*Written instruction*: Retype the material from the line with "One dot marks each instance of the eyeglasses." up to and including the line with "[(442, 247)]", character for character.

*Input*:
• • •

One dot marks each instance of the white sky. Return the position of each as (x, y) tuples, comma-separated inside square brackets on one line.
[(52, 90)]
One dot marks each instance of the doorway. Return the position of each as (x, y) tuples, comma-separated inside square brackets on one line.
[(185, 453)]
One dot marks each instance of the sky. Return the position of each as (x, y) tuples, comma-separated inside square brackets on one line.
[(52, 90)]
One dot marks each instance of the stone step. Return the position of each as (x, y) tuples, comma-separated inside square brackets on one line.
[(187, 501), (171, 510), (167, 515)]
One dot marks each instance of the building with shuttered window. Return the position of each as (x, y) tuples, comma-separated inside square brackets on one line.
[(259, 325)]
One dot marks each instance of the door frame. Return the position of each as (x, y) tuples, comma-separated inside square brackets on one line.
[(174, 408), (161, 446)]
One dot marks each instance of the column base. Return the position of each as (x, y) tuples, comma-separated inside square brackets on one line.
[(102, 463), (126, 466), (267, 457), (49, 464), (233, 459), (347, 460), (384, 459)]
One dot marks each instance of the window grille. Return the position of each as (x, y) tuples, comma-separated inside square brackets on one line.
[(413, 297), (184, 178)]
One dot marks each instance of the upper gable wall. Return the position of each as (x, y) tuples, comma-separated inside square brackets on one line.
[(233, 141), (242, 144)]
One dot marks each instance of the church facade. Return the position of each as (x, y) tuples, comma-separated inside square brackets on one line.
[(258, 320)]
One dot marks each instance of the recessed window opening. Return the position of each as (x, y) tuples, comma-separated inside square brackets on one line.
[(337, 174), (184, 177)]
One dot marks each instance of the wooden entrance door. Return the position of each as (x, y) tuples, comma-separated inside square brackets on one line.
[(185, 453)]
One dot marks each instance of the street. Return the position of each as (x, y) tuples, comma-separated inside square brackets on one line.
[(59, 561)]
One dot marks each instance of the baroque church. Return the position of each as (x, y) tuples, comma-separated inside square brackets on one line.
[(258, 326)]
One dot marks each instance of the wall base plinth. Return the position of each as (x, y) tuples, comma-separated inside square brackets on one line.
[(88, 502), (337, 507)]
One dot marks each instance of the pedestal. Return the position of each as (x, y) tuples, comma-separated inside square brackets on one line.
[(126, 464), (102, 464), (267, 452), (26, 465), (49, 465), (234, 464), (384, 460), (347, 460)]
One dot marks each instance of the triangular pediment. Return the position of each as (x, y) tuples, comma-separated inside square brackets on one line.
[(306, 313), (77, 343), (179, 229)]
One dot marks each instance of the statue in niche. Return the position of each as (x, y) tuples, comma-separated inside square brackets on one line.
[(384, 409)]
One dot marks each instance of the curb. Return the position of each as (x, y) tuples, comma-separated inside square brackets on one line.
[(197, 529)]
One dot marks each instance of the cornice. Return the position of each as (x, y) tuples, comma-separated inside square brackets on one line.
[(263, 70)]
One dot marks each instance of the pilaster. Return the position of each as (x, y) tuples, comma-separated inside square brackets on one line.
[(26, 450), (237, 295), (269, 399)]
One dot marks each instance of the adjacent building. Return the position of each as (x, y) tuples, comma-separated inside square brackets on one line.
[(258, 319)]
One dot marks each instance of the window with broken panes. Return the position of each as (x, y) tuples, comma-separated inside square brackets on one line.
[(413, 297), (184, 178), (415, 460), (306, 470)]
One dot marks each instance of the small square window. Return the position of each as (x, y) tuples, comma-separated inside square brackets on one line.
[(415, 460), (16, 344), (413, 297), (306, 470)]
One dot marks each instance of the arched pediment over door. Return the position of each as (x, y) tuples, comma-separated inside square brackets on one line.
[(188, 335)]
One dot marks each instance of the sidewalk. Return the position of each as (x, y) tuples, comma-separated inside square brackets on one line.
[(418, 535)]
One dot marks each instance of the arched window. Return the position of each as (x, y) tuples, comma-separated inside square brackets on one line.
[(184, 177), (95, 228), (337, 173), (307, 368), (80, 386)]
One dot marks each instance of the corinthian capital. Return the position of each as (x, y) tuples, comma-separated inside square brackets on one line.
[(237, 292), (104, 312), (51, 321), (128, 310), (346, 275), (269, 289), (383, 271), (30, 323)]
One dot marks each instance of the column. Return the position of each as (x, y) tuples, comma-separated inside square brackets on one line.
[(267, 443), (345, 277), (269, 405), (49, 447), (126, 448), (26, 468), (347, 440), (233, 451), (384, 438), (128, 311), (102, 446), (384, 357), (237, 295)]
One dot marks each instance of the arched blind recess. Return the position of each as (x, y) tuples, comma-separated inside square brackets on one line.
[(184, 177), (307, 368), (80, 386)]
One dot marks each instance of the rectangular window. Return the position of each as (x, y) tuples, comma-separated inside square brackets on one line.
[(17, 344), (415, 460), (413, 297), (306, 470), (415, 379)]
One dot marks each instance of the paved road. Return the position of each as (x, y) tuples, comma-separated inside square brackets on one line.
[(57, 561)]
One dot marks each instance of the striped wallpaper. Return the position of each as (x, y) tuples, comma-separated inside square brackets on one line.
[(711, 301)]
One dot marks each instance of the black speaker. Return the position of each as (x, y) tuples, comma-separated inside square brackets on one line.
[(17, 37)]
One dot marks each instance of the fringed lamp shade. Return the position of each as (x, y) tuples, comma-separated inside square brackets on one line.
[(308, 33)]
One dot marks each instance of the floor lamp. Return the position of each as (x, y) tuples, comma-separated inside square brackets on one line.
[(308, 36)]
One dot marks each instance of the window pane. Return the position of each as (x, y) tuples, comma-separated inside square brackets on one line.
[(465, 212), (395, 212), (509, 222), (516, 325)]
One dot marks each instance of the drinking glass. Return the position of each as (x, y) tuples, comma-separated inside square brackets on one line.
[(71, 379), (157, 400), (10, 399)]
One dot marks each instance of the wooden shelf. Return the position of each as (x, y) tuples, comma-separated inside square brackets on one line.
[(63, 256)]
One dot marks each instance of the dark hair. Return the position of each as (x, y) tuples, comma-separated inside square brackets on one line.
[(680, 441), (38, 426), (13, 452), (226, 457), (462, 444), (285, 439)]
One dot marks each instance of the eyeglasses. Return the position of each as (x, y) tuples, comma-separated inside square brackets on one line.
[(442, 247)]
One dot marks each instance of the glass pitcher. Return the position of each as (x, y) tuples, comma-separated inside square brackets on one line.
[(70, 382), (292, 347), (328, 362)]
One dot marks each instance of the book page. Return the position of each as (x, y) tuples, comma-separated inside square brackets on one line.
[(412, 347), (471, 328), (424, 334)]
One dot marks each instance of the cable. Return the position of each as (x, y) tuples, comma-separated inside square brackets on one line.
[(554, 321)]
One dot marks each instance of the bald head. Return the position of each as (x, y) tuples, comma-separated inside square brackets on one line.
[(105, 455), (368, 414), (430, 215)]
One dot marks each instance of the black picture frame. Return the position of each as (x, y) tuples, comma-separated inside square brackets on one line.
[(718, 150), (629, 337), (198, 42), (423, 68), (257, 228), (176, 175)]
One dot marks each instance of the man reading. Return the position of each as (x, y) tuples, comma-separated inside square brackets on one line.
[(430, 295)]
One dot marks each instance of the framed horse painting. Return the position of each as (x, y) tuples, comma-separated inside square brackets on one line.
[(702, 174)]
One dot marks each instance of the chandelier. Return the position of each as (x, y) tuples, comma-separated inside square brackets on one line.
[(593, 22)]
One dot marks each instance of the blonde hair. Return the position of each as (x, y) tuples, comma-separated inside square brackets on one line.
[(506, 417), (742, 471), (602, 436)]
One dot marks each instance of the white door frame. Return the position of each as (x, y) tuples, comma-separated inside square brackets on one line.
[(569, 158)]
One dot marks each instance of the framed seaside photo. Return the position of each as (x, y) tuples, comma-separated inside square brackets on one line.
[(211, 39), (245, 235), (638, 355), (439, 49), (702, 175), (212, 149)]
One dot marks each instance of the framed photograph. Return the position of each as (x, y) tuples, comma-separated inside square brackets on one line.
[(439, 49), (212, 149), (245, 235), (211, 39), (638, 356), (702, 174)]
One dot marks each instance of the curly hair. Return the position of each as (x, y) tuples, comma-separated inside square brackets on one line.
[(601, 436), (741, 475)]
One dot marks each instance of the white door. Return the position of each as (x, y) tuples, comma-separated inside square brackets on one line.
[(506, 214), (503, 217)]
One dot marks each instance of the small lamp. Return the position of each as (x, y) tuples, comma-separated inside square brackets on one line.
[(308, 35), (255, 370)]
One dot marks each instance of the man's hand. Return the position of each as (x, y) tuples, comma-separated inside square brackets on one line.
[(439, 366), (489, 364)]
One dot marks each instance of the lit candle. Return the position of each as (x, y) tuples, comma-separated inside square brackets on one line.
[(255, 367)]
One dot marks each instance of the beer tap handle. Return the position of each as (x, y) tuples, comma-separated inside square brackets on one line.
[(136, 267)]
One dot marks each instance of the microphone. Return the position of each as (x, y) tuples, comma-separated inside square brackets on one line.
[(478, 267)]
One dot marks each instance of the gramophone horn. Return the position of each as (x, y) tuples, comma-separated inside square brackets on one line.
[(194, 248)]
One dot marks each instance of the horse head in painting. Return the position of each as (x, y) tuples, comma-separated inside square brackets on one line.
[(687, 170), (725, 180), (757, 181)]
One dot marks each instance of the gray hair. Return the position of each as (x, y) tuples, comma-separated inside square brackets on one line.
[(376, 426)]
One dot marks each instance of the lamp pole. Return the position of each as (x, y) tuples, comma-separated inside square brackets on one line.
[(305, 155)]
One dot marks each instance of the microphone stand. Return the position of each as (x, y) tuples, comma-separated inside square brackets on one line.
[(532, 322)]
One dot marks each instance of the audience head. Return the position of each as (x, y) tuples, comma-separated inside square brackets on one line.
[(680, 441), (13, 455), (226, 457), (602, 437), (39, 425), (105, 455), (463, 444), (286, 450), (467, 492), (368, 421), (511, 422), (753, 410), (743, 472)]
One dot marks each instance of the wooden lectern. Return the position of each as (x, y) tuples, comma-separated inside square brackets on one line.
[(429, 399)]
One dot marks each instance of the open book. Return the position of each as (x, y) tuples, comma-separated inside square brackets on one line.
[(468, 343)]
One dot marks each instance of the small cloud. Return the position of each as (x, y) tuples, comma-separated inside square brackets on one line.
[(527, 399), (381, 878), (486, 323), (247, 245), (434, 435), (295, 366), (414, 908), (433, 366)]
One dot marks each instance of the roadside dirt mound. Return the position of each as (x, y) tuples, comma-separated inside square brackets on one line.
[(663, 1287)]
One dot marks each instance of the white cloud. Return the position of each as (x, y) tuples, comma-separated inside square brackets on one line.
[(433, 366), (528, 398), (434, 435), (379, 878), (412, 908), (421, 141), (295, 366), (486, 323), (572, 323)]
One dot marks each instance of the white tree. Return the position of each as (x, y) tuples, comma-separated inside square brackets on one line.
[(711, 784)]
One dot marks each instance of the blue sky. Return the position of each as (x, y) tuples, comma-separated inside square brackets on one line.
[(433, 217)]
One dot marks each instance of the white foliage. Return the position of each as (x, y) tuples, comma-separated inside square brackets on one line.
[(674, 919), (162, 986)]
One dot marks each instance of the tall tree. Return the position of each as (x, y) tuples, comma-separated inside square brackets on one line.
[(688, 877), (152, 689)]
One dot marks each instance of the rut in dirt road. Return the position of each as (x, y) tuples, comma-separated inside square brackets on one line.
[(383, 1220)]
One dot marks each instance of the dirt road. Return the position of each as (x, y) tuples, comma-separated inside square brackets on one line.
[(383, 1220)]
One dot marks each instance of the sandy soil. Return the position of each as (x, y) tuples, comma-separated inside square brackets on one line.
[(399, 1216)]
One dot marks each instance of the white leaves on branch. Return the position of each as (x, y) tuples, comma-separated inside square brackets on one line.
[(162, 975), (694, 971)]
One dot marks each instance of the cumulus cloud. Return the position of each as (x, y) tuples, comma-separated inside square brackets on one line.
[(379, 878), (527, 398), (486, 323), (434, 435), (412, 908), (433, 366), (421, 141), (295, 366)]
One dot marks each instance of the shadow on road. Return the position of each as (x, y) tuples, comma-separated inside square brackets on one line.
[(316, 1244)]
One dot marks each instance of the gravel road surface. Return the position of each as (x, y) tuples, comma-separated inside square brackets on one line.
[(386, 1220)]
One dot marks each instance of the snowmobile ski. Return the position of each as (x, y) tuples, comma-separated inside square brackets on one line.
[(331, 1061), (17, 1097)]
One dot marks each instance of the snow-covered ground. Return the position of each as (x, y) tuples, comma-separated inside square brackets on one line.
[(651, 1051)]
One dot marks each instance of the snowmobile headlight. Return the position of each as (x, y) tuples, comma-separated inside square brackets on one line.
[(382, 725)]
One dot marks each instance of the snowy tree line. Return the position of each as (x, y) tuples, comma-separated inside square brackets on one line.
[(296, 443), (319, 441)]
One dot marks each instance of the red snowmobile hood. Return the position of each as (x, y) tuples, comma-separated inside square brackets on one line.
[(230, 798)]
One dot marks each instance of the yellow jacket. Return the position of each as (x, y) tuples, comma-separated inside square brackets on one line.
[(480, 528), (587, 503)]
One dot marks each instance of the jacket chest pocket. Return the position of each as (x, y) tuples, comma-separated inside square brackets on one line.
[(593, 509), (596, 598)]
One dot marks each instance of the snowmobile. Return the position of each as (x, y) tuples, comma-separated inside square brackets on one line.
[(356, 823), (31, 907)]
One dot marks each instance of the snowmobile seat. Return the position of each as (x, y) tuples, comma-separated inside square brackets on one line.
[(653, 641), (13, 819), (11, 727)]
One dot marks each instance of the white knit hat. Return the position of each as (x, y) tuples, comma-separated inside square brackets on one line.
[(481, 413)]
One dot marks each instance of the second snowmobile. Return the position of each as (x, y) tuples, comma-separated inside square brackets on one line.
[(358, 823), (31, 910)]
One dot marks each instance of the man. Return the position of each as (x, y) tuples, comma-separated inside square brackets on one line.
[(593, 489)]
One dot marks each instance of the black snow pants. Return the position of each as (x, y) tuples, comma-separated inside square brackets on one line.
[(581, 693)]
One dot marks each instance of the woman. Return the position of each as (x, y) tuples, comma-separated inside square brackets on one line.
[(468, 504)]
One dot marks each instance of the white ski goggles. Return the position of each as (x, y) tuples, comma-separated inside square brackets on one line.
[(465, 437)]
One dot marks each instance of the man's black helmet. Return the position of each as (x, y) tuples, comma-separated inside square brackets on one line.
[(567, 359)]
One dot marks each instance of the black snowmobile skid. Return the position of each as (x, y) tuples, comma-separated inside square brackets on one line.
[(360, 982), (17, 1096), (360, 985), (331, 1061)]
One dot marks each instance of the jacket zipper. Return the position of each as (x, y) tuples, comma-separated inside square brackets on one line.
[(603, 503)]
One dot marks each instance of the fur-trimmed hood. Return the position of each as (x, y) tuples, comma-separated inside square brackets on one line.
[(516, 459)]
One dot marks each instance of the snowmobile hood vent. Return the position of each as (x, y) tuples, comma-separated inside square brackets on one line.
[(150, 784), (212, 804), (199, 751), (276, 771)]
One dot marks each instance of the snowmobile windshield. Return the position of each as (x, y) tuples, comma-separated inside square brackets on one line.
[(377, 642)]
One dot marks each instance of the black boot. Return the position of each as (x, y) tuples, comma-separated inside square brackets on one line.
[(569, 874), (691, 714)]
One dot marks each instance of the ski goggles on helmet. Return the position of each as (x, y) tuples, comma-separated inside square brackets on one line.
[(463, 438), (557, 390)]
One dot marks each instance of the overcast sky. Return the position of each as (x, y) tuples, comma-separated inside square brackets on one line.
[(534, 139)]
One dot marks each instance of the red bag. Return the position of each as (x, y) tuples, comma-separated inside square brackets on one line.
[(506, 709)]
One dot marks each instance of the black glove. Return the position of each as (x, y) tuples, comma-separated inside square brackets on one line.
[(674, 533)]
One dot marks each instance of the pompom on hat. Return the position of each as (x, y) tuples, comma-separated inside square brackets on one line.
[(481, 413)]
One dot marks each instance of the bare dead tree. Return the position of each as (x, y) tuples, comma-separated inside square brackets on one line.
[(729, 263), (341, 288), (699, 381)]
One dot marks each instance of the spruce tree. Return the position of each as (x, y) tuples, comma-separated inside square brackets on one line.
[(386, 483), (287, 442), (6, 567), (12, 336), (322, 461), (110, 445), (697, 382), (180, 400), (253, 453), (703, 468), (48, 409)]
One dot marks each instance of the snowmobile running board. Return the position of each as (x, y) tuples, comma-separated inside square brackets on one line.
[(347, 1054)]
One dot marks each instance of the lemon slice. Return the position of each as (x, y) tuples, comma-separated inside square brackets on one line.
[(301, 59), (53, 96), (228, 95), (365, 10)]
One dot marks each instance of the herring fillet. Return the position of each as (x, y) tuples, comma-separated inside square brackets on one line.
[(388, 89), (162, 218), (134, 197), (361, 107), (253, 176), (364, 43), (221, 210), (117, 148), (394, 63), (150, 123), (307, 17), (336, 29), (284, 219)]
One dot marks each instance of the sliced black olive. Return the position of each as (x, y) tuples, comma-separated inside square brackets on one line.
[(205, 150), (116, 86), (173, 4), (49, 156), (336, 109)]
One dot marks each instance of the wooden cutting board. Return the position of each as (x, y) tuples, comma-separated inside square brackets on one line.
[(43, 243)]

• • •

*Task solution*:
One dot marks each instance of the eyeglasses. Return the position of each as (x, y) tuples, comma-separated inside square brackets on one line.
[(442, 247)]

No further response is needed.